Stored dataset items:
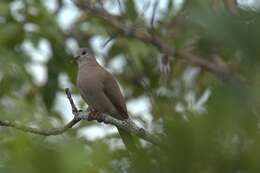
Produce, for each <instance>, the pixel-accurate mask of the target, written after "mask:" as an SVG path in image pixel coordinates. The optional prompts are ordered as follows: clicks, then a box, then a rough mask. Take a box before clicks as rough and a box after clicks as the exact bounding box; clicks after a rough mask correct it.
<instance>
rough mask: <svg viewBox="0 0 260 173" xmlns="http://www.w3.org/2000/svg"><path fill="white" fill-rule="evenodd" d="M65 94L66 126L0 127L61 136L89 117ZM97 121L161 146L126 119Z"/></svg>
mask: <svg viewBox="0 0 260 173" xmlns="http://www.w3.org/2000/svg"><path fill="white" fill-rule="evenodd" d="M66 94H67V97H68V100H69V102H70V105H71V109H72V113H73V115H74V118H73V119H72V120H71V121H70V122H69V123H68V124H66V125H64V126H63V127H59V128H51V129H39V128H34V127H30V126H26V125H22V124H20V123H16V122H11V121H7V120H0V126H4V127H12V128H15V129H18V130H21V131H24V132H29V133H33V134H37V135H43V136H51V135H59V134H62V133H64V132H65V131H67V130H69V129H70V128H72V127H73V126H74V125H75V124H77V123H78V122H79V121H81V120H88V116H89V111H86V112H83V111H79V110H78V109H77V107H76V106H75V104H74V101H73V99H72V97H71V93H70V91H69V89H66ZM99 120H101V122H104V123H106V124H112V125H115V126H117V127H118V128H121V129H124V130H126V131H128V132H130V133H132V134H135V135H136V136H138V137H139V138H142V139H144V140H146V141H148V142H151V143H153V144H156V145H161V139H160V138H159V136H157V135H154V134H151V133H149V132H147V131H146V130H145V129H143V128H140V127H138V126H137V125H136V124H135V123H134V122H132V121H131V120H130V119H128V120H126V121H121V120H118V119H116V118H113V117H112V116H110V115H107V114H103V116H102V118H101V119H99Z"/></svg>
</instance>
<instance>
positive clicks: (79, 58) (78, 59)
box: [74, 48, 95, 64]
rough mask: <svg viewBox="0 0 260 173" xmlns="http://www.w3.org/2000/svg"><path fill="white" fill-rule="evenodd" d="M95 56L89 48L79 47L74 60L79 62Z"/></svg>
mask: <svg viewBox="0 0 260 173" xmlns="http://www.w3.org/2000/svg"><path fill="white" fill-rule="evenodd" d="M94 58H95V57H94V55H93V52H92V51H91V50H90V49H89V48H79V49H78V50H77V51H76V52H75V54H74V61H76V62H77V63H78V64H79V63H81V62H85V61H87V60H89V59H94Z"/></svg>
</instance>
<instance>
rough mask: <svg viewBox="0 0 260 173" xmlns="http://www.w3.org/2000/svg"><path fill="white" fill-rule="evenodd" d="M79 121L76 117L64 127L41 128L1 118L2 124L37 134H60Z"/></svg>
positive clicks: (62, 132)
mask: <svg viewBox="0 0 260 173" xmlns="http://www.w3.org/2000/svg"><path fill="white" fill-rule="evenodd" d="M79 121H80V119H78V118H75V117H74V118H73V119H72V120H71V121H70V122H69V123H68V124H66V125H64V126H63V127H59V128H51V129H39V128H35V127H30V126H26V125H23V124H20V123H16V122H11V121H7V120H0V126H4V127H12V128H15V129H18V130H21V131H24V132H29V133H34V134H37V135H43V136H51V135H59V134H62V133H64V132H65V131H67V130H68V129H70V128H72V127H73V126H74V125H75V124H77V123H78V122H79Z"/></svg>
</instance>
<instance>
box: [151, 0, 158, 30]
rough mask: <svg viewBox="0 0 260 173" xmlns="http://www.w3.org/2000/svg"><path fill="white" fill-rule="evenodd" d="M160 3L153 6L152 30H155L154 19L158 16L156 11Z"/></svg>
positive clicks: (151, 21) (151, 20)
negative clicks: (155, 17) (156, 16)
mask: <svg viewBox="0 0 260 173" xmlns="http://www.w3.org/2000/svg"><path fill="white" fill-rule="evenodd" d="M158 3H159V1H155V2H154V4H153V12H152V18H151V28H152V29H154V19H155V14H156V9H157V7H158Z"/></svg>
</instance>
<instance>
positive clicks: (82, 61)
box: [79, 58, 99, 68]
mask: <svg viewBox="0 0 260 173" xmlns="http://www.w3.org/2000/svg"><path fill="white" fill-rule="evenodd" d="M98 65H99V64H98V63H97V61H96V59H95V58H91V59H87V60H84V61H82V62H80V63H79V68H82V67H85V66H98Z"/></svg>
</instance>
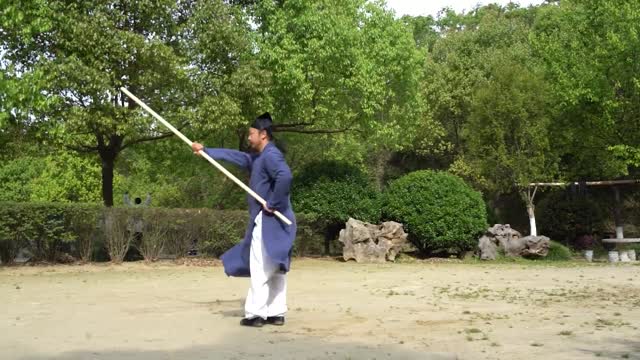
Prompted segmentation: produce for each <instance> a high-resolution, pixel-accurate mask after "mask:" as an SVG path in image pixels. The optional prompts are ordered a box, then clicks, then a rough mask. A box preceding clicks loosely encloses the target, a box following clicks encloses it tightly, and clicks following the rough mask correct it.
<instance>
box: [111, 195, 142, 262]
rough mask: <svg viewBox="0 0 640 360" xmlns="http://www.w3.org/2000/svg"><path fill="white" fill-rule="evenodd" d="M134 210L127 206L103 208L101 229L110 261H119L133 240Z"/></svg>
mask: <svg viewBox="0 0 640 360" xmlns="http://www.w3.org/2000/svg"><path fill="white" fill-rule="evenodd" d="M136 210H142V209H129V208H105V209H104V223H103V226H104V228H103V231H104V234H105V247H106V249H107V252H108V253H109V257H110V258H111V261H113V262H115V263H121V262H122V261H123V260H124V256H125V255H126V254H127V251H128V250H129V246H130V245H131V243H132V242H133V241H134V236H135V232H134V231H133V228H134V226H135V223H136V221H135V218H136V217H137V216H136V214H135V213H136V212H137V211H136Z"/></svg>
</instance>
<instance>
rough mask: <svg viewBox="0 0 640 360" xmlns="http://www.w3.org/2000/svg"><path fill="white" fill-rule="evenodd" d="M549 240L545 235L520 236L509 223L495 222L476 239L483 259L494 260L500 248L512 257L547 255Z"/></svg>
mask: <svg viewBox="0 0 640 360" xmlns="http://www.w3.org/2000/svg"><path fill="white" fill-rule="evenodd" d="M549 241H550V240H549V238H548V237H546V236H526V237H522V235H521V234H520V233H519V232H518V231H516V230H515V229H512V228H511V226H510V225H509V224H505V225H503V224H495V225H493V226H492V227H490V228H488V229H487V231H486V232H485V234H484V235H483V236H482V237H481V238H480V239H479V240H478V249H479V251H480V259H483V260H495V258H496V256H497V255H498V249H500V248H501V249H503V250H504V254H505V255H507V256H512V257H514V256H547V253H548V251H549Z"/></svg>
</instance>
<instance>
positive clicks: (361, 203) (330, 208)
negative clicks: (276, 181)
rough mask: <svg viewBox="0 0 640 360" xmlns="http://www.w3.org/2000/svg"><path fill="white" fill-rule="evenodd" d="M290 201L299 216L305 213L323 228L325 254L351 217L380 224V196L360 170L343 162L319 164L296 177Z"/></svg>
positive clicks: (365, 175)
mask: <svg viewBox="0 0 640 360" xmlns="http://www.w3.org/2000/svg"><path fill="white" fill-rule="evenodd" d="M293 182H294V187H293V189H292V195H291V201H292V202H293V206H294V209H295V210H296V212H299V213H305V214H307V215H308V216H309V218H311V219H314V222H315V223H316V224H317V225H319V226H321V227H322V230H321V232H323V233H324V236H325V253H328V252H329V251H330V250H329V242H330V241H331V240H332V239H334V238H335V237H336V236H337V234H338V232H339V230H340V229H342V228H343V227H344V224H345V222H347V220H349V217H352V218H355V219H358V220H362V221H367V222H371V223H377V222H378V221H379V220H380V196H379V192H378V191H377V190H376V189H375V188H374V187H373V186H372V185H371V184H370V182H369V179H368V178H367V176H366V174H364V173H363V172H362V171H361V170H360V169H359V168H357V167H355V166H353V165H351V164H348V163H345V162H341V161H319V162H314V163H311V164H309V165H307V166H306V167H304V168H303V169H302V170H301V171H300V173H299V174H296V176H294V180H293Z"/></svg>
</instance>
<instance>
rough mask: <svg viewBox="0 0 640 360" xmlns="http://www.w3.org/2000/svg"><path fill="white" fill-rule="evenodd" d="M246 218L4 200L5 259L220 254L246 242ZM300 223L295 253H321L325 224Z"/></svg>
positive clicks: (1, 226)
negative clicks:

● **Task instructions**:
From the records above, return exactly the lines running from the one that contains "box: [74, 48, 95, 64]" down to the one that contains "box: [111, 195, 142, 262]", both included, without any pictures.

● **Finished exercise**:
box: [74, 48, 95, 64]
rough mask: <svg viewBox="0 0 260 173" xmlns="http://www.w3.org/2000/svg"><path fill="white" fill-rule="evenodd" d="M95 56L89 48L79 47L74 60L79 62Z"/></svg>
mask: <svg viewBox="0 0 260 173" xmlns="http://www.w3.org/2000/svg"><path fill="white" fill-rule="evenodd" d="M94 58H95V57H94V55H93V52H92V51H91V50H90V49H89V48H79V49H78V50H77V51H76V52H75V54H74V61H76V62H77V63H78V64H79V63H81V62H85V61H87V60H89V59H94Z"/></svg>
</instance>
<instance>
rough mask: <svg viewBox="0 0 260 173" xmlns="http://www.w3.org/2000/svg"><path fill="white" fill-rule="evenodd" d="M79 121L76 117L64 127L41 128L1 118L2 124L37 134H60Z"/></svg>
positive clicks: (62, 132)
mask: <svg viewBox="0 0 260 173" xmlns="http://www.w3.org/2000/svg"><path fill="white" fill-rule="evenodd" d="M79 121H80V119H78V118H75V117H74V118H73V119H72V120H71V121H70V122H69V123H68V124H66V125H64V126H63V127H59V128H51V129H39V128H35V127H30V126H26V125H23V124H20V123H16V122H11V121H7V120H0V126H4V127H12V128H15V129H18V130H21V131H24V132H29V133H34V134H37V135H43V136H51V135H59V134H62V133H64V132H65V131H67V130H68V129H70V128H72V127H73V126H74V125H75V124H77V123H78V122H79Z"/></svg>
</instance>
<instance>
box: [151, 0, 158, 30]
rough mask: <svg viewBox="0 0 260 173" xmlns="http://www.w3.org/2000/svg"><path fill="white" fill-rule="evenodd" d="M160 3L153 6L152 30H155L154 19L158 16L156 11Z"/></svg>
positive clicks: (151, 21) (151, 20)
negative clicks: (155, 17) (156, 16)
mask: <svg viewBox="0 0 260 173" xmlns="http://www.w3.org/2000/svg"><path fill="white" fill-rule="evenodd" d="M158 3H159V1H155V2H154V4H153V12H152V18H151V28H152V29H154V19H155V14H156V9H157V7H158Z"/></svg>
</instance>
<instance>
positive clicks: (82, 61)
box: [79, 58, 99, 68]
mask: <svg viewBox="0 0 260 173" xmlns="http://www.w3.org/2000/svg"><path fill="white" fill-rule="evenodd" d="M98 65H99V64H98V63H97V61H96V59H95V58H91V59H87V60H84V61H82V62H80V63H79V68H82V67H85V66H98Z"/></svg>
</instance>
Prompted segmentation: produce for each <instance> a high-resolution, pixel-accurate mask after "mask:" as an SVG path in image pixels. The optional prompts are ordered a box, then clicks, then a rough mask. A box preceding clicks loosely encloses the target, a box following clicks encloses it tightly, and clicks following the rough mask correct it.
<instance>
box: [111, 195, 142, 262]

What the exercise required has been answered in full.